═════ Data

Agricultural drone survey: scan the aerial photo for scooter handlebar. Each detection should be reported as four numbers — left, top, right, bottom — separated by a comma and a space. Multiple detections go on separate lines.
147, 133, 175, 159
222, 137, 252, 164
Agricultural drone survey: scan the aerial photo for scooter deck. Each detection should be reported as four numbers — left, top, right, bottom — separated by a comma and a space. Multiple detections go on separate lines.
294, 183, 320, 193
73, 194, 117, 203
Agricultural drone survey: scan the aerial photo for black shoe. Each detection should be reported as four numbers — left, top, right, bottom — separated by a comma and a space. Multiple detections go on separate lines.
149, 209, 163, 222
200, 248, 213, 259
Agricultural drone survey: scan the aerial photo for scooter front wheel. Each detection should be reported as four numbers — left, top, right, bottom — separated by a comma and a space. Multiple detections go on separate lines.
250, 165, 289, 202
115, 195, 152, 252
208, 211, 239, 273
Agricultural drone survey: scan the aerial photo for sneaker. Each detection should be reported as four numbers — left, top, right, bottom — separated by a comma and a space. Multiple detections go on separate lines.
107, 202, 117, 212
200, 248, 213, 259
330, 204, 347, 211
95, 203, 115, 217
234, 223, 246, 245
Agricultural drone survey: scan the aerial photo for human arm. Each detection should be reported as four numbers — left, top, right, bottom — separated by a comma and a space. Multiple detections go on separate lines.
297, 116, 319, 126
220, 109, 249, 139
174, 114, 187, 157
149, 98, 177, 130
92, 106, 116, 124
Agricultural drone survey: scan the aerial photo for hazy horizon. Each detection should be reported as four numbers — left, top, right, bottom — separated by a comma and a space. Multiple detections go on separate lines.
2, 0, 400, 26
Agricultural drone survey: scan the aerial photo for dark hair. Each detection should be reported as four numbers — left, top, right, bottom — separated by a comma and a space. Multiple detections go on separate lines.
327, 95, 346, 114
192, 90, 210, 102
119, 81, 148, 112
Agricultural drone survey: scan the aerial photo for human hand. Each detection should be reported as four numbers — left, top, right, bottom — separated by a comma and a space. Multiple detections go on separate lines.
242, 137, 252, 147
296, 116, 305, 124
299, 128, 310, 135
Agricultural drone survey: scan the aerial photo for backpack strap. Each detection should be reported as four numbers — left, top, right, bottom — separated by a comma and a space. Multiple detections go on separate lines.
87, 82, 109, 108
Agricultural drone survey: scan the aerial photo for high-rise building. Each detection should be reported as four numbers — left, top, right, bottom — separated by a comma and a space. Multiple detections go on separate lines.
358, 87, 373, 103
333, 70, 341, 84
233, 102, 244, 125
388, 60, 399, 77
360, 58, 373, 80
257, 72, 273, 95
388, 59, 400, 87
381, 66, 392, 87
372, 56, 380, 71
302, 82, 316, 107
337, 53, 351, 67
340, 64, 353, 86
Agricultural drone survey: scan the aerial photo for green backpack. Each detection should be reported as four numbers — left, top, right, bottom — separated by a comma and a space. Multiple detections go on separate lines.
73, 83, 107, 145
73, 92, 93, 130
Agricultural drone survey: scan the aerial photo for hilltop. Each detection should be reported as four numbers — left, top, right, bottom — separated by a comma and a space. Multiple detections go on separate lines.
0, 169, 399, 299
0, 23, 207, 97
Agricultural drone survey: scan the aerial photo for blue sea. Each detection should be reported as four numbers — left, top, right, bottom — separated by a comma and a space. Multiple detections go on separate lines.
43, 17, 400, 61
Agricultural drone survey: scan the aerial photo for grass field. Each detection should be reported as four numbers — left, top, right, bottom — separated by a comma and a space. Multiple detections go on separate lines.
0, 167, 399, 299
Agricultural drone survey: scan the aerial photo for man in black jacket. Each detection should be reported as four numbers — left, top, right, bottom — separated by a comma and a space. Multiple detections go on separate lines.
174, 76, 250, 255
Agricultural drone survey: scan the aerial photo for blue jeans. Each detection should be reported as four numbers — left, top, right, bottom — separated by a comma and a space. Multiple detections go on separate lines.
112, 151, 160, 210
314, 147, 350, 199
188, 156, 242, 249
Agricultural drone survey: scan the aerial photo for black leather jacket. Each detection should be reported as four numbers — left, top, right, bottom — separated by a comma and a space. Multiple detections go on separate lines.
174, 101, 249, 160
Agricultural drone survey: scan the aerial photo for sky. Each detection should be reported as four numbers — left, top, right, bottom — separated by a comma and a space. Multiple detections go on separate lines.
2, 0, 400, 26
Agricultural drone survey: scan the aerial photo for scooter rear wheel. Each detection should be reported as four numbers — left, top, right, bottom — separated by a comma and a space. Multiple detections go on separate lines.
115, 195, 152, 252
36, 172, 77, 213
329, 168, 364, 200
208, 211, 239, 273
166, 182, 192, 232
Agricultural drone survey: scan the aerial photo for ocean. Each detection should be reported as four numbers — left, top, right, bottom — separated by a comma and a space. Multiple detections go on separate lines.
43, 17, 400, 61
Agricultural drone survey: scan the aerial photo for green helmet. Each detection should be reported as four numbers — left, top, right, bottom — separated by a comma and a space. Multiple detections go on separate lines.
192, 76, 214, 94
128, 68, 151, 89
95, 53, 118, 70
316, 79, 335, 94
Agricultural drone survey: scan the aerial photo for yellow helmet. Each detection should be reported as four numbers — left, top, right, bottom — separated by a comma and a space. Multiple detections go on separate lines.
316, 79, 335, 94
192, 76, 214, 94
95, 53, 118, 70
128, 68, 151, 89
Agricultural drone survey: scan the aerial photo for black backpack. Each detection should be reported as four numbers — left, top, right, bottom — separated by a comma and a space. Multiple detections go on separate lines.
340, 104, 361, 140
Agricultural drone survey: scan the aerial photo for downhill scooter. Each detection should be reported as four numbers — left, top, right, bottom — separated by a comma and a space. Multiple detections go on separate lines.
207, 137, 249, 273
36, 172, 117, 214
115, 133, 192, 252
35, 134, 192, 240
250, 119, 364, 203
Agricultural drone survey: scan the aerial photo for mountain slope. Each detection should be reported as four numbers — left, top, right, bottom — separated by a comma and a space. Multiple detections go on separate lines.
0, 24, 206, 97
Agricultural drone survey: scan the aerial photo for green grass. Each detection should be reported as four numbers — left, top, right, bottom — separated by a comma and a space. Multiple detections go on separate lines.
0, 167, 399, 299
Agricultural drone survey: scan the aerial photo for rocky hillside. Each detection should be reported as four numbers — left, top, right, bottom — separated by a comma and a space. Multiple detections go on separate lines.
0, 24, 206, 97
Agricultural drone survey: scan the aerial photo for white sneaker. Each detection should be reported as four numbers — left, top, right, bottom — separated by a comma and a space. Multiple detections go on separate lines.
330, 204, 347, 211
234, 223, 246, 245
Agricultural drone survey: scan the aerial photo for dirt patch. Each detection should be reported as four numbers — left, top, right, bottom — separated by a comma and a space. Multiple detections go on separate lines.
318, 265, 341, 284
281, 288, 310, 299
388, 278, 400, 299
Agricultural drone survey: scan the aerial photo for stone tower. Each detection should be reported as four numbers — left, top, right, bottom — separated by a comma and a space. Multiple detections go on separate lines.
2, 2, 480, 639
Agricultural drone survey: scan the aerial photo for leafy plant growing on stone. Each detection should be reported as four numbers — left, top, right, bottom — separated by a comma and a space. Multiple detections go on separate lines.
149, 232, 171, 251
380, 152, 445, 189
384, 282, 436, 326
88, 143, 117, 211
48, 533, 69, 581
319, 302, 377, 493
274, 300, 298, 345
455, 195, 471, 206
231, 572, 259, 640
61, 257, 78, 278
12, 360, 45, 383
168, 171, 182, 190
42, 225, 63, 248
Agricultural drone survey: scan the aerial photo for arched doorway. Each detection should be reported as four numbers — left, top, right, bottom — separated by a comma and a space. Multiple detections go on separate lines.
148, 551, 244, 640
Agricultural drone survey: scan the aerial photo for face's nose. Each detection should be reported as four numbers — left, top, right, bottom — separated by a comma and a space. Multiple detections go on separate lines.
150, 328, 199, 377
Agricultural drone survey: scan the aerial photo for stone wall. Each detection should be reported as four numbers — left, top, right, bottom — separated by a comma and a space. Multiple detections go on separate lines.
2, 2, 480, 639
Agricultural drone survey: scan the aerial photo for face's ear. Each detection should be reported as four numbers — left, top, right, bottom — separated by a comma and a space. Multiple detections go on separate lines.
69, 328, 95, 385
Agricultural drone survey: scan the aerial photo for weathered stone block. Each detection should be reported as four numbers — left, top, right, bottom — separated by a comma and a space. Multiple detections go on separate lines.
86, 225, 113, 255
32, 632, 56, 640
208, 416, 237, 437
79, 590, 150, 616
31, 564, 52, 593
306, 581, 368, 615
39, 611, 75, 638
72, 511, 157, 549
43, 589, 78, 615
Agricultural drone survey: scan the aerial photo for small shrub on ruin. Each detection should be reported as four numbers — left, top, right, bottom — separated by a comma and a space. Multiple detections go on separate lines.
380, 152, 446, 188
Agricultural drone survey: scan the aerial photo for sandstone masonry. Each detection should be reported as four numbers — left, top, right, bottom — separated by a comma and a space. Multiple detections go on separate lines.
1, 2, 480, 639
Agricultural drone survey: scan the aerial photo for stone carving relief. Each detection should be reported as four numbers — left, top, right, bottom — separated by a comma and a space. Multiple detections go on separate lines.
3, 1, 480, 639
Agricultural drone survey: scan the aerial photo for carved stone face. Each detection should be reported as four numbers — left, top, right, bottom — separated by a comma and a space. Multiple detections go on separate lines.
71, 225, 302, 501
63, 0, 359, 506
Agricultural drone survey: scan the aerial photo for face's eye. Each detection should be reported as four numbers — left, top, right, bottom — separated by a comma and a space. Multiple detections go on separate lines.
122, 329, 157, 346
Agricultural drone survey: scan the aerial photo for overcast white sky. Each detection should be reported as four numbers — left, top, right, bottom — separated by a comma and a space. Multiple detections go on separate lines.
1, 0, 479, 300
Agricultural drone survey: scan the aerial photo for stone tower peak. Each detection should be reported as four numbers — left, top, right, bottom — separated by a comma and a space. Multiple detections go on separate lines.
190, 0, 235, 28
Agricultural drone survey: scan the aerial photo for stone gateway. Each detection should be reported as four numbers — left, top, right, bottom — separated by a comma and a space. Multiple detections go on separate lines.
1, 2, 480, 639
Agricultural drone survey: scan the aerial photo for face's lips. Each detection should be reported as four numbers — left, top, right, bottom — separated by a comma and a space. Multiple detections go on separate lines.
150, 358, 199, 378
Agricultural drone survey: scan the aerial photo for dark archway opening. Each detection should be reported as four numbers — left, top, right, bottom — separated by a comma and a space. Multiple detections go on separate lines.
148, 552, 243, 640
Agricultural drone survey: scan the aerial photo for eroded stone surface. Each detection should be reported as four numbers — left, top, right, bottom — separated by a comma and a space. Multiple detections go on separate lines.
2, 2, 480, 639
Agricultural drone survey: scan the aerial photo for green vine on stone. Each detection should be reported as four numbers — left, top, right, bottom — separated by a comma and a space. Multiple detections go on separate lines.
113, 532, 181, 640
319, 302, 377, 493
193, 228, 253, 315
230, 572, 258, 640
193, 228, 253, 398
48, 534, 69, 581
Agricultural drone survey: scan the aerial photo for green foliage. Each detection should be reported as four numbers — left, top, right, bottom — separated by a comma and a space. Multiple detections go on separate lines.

══════════

■ Work instructions: Only the lines from the one with "Agricultural drone survey: scan the aerial photo for green vine" through the final line above belong in the answer, each reproduced word for word.

■ Task result:
Agricultural drone survey: scan the aerial photo for green vine on stone. Each detection should be reported as four numbers — left, top, right, bottom — separated by a comma and a space. Multiple detections go on separate lines.
113, 532, 181, 640
319, 302, 377, 493
193, 228, 253, 315
230, 572, 258, 640
193, 228, 253, 398
48, 534, 69, 581
Agricultural drone survey: scan the aerial photo for green foliage. Each detection should be reported as four numbers — left, top, right, bottom — separated by a comma and a space. Multiple detections go on separate lines.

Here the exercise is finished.